- _Text segment_
— BEGIN —

HELP new_char_accumlator                            Steve Leach, Nov 99

     new_char_accumulator( reusable ) -> <procedure>

The procedure -new_char_accumulator- is used for generating accumulators,
a special type of consumer.  An accumulator secretly stores all the elements
that it is applied to.  Finally, it can be persuaded to disgorge a string
of all the accumulated characters by applying it to the special item
<termin>.

A boolean flag "reusable" is used to indicate whether or not the
accumulator can be reused after being applied to <termin> more than
once.   <true> means it is reusable and <false> means it is disposable.
This defaults to <false> which means the accumulator dies after its
first result.  When an accumulator "dies" it immediately drops all
references to its secret store.  This means that these potentially large
internal objects will be garbage collected at the next opportunity,
which is a kind thing to do.  So disposable accumulators are more
efficient than reusable ones.

— END —

- _Your objective_
Please transcribe part of the help entry on character accumulators, beginning at the words "This defaults to" and stopping after "than reusable ones.".

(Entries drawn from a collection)
— BEGIN —

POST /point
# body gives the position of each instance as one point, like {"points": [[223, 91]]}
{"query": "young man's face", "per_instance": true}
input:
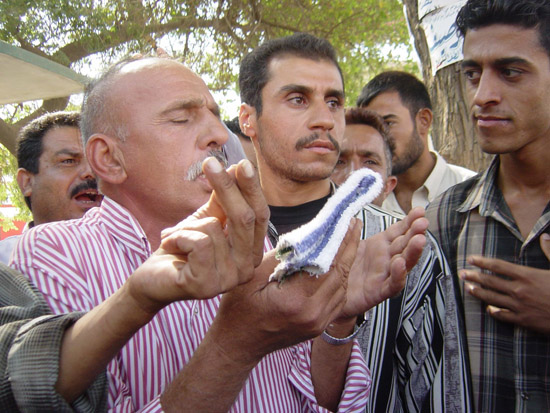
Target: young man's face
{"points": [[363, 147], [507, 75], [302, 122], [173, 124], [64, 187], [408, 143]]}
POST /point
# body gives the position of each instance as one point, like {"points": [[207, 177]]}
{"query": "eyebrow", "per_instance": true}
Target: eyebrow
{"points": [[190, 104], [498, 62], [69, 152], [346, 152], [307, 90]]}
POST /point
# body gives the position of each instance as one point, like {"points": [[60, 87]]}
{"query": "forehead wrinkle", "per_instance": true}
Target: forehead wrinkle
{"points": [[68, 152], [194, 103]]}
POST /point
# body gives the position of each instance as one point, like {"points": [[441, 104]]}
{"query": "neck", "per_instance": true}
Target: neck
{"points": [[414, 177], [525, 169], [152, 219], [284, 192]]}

— END —
— BEGIN —

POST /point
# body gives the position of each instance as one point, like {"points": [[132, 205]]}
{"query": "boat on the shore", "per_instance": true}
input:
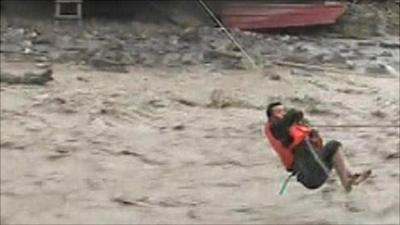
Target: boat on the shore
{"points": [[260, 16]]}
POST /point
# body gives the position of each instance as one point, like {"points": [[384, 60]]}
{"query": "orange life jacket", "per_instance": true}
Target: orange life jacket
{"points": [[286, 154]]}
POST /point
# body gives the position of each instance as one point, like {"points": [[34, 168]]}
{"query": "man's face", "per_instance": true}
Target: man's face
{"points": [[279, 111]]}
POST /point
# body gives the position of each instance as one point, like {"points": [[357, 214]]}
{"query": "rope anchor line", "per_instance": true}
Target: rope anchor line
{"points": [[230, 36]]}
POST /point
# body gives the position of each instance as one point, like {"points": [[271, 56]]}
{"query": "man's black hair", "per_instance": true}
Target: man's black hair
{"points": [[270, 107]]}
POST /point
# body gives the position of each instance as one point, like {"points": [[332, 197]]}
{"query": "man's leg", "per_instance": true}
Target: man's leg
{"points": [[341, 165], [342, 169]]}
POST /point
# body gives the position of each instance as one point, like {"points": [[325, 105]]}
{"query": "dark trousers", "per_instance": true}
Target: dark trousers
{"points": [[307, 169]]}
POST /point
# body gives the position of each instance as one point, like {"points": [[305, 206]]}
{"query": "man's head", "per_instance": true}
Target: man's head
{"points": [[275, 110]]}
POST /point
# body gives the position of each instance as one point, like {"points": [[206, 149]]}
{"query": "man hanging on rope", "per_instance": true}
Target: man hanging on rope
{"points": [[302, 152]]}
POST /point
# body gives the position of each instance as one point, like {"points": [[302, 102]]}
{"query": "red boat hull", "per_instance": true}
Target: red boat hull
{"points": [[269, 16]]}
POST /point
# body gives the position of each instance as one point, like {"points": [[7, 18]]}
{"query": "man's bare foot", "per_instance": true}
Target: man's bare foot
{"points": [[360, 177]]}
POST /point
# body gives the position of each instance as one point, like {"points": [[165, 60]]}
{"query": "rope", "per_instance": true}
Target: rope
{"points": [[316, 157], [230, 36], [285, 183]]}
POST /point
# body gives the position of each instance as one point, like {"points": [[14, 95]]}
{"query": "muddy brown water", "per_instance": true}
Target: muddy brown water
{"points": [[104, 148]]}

— END —

- _Full answer_
This defaults to <false> which means the accumulator dies after its
first result.  When an accumulator "dies" it immediately drops all
references to its secret store.  This means that these potentially large
internal objects will be garbage collected at the next opportunity,
which is a kind thing to do.  So disposable accumulators are more
efficient than reusable ones.